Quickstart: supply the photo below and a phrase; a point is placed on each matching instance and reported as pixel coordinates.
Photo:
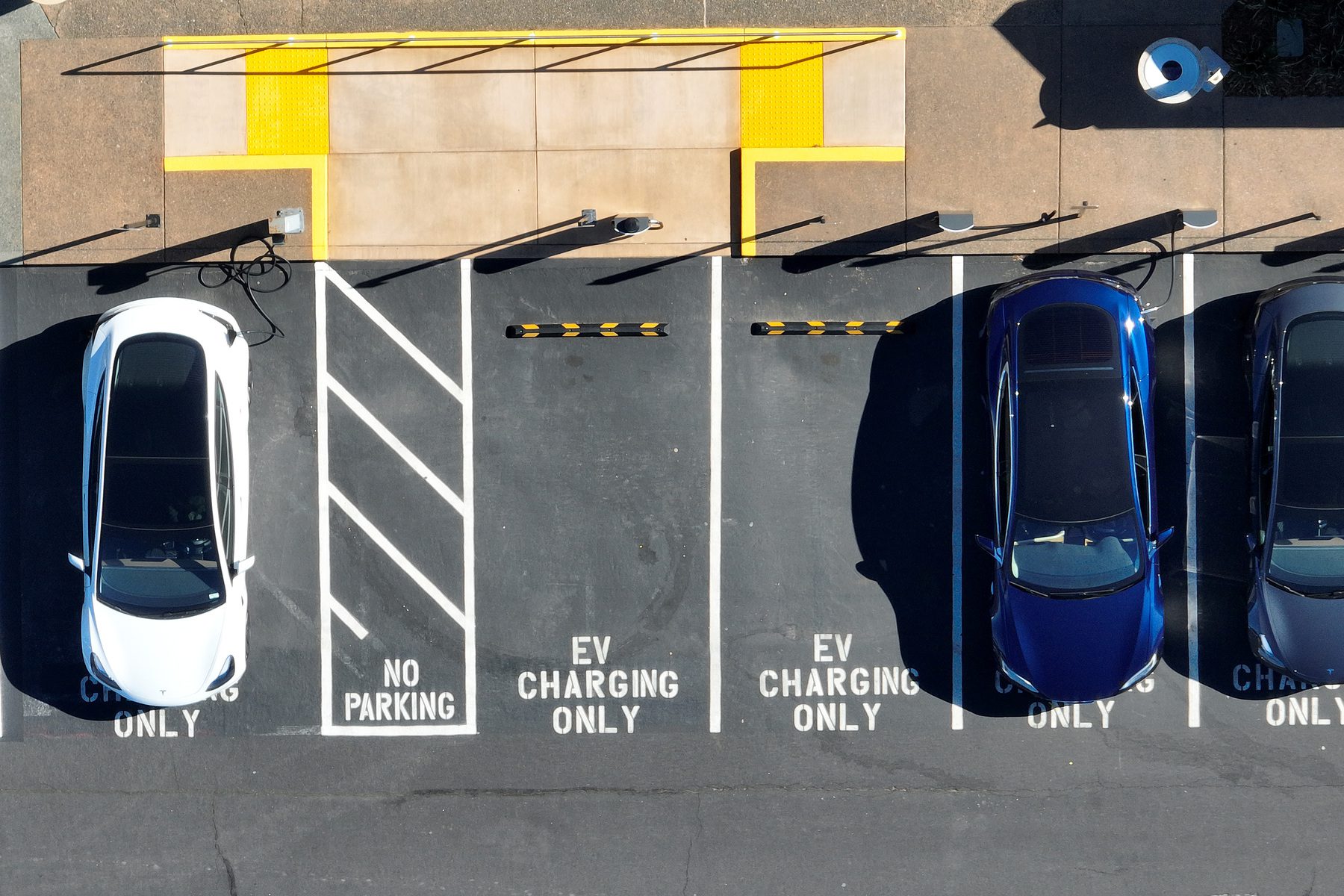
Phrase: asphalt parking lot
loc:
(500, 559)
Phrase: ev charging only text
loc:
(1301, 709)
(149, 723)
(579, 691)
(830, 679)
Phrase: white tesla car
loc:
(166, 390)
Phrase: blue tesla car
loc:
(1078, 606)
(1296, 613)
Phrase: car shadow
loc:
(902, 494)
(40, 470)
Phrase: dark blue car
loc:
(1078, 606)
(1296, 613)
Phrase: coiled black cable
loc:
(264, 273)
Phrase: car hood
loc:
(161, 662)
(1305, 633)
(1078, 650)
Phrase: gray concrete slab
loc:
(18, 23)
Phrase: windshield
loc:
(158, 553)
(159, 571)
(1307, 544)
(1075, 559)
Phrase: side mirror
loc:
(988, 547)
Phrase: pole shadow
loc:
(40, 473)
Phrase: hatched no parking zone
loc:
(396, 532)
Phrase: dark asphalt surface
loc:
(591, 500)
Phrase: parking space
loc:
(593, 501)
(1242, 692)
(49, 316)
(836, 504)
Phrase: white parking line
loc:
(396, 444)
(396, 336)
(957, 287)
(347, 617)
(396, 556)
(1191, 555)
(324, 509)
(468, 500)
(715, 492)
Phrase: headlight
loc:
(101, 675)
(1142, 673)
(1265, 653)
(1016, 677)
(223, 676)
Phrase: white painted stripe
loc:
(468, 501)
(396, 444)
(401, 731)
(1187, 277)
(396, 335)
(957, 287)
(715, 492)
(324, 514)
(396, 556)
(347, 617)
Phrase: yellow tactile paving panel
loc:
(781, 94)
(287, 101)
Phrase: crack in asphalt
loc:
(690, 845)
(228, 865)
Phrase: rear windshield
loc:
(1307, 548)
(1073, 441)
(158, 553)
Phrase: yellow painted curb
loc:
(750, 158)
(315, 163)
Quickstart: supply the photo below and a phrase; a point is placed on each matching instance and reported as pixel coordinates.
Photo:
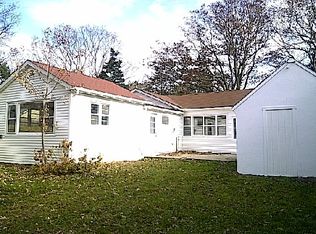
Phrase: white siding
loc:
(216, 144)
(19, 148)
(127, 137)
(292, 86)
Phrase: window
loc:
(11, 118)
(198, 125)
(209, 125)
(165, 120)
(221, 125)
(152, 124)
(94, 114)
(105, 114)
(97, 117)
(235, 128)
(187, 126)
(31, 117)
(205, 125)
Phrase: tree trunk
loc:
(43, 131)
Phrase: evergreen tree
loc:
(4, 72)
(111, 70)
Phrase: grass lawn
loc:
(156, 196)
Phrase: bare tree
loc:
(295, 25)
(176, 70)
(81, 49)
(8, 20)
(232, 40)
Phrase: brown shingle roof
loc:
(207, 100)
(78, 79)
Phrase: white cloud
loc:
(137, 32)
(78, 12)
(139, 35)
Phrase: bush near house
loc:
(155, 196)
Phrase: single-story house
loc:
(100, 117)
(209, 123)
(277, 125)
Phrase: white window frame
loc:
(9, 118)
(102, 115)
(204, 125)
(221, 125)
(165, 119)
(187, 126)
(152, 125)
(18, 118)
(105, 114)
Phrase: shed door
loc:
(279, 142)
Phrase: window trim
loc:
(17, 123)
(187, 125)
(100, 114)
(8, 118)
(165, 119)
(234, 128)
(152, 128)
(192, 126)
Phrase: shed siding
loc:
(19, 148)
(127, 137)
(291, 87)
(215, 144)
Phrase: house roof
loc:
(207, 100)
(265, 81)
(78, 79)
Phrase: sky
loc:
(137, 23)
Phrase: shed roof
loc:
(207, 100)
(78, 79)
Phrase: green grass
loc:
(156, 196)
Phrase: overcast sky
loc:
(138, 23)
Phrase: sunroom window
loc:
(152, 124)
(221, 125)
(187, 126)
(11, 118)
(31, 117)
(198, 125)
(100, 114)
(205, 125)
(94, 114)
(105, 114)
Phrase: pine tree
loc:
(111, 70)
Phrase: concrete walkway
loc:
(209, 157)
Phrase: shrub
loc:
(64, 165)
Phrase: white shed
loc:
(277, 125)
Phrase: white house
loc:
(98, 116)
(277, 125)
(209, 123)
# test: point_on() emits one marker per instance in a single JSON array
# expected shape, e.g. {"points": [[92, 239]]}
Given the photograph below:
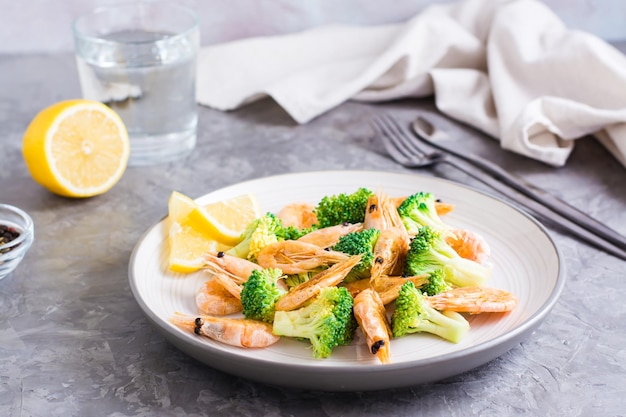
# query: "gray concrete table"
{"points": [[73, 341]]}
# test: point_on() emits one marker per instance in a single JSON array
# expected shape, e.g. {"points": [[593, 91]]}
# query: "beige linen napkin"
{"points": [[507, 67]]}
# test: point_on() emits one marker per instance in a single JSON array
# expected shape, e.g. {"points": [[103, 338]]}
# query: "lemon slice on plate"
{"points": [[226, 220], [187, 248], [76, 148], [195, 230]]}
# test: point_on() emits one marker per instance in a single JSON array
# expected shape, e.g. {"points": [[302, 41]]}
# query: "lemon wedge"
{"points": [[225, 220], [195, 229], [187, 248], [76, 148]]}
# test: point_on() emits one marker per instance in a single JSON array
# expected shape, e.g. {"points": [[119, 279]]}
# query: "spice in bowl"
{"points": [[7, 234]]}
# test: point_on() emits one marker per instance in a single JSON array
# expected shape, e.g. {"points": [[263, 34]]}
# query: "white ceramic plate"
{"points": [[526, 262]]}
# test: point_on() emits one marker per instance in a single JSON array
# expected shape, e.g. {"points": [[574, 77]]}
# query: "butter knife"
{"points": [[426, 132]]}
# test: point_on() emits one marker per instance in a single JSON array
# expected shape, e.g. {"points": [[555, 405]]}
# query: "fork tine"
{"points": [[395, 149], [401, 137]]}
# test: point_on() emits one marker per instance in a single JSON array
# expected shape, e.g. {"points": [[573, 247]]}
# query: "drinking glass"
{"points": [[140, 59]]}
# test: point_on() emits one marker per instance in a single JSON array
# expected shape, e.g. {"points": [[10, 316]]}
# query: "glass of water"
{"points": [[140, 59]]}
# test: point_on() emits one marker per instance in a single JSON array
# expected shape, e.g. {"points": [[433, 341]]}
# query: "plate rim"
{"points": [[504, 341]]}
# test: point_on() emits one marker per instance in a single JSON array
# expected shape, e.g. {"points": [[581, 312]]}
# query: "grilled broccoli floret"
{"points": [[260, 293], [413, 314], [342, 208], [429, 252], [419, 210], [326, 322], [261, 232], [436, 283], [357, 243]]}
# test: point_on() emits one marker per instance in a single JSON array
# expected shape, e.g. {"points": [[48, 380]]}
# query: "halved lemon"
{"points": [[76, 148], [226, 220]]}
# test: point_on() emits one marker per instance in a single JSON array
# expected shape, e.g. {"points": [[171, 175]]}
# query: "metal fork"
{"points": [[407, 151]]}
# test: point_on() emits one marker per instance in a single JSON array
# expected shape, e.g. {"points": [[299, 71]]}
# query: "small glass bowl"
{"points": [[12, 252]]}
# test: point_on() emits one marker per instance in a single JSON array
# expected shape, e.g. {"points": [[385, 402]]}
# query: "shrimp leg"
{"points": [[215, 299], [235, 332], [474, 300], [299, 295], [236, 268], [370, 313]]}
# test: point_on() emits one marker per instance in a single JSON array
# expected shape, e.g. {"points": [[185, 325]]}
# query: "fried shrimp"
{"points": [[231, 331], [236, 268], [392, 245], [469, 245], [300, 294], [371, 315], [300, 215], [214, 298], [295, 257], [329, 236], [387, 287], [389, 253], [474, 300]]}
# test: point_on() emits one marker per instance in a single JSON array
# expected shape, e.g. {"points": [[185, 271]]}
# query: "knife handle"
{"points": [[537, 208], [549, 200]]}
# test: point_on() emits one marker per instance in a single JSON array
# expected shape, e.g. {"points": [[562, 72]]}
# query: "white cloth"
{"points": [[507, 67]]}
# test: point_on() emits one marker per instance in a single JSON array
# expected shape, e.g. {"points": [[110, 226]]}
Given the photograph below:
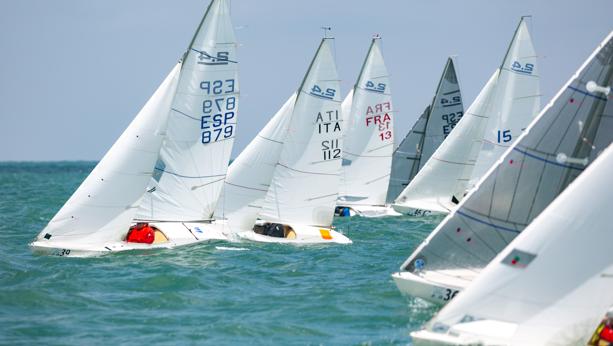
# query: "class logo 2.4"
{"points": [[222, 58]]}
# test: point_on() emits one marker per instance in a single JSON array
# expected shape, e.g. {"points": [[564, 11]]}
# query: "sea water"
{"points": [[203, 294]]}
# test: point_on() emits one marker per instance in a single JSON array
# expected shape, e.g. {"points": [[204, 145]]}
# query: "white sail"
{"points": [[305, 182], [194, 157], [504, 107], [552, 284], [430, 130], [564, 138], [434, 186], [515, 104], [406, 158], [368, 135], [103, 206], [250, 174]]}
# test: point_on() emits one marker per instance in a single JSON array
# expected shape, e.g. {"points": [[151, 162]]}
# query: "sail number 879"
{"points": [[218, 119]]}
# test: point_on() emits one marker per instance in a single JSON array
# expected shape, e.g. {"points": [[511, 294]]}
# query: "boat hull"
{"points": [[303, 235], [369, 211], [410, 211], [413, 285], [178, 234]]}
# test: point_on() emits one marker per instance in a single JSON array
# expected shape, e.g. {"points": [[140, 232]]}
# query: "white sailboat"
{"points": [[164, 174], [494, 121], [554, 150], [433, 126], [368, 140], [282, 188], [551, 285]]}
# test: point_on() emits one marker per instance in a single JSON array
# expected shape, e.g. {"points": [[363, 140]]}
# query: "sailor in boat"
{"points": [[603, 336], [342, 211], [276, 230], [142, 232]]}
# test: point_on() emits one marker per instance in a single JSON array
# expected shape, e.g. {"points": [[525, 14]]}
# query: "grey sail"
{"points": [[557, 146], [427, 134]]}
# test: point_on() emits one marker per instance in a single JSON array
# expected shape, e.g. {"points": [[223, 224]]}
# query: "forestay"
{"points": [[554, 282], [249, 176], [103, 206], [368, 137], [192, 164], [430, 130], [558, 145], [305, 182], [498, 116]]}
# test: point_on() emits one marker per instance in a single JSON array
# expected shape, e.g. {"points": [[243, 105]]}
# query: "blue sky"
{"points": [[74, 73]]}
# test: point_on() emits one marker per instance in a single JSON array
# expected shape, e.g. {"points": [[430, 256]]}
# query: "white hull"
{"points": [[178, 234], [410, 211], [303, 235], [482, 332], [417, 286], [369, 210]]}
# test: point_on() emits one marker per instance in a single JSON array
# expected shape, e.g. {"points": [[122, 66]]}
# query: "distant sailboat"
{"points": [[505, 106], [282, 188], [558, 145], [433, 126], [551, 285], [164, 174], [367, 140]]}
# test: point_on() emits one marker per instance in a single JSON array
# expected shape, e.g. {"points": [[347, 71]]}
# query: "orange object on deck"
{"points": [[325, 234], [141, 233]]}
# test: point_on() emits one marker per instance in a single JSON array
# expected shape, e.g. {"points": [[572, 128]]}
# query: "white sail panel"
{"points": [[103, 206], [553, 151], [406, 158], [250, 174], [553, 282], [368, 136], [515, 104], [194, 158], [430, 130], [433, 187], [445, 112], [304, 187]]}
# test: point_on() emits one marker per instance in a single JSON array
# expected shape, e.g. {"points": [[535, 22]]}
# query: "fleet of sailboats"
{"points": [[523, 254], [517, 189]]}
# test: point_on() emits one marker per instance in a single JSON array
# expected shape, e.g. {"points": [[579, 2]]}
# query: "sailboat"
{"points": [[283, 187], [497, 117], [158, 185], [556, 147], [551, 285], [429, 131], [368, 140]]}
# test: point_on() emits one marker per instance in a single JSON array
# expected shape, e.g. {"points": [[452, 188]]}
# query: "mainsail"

◆ AIM
Collect every line of the data above that contains the string "tree".

◆ TASK RESULT
Phrase: tree trunk
Phrase: evergreen tree
Phrase: bare tree
Phrase: pine tree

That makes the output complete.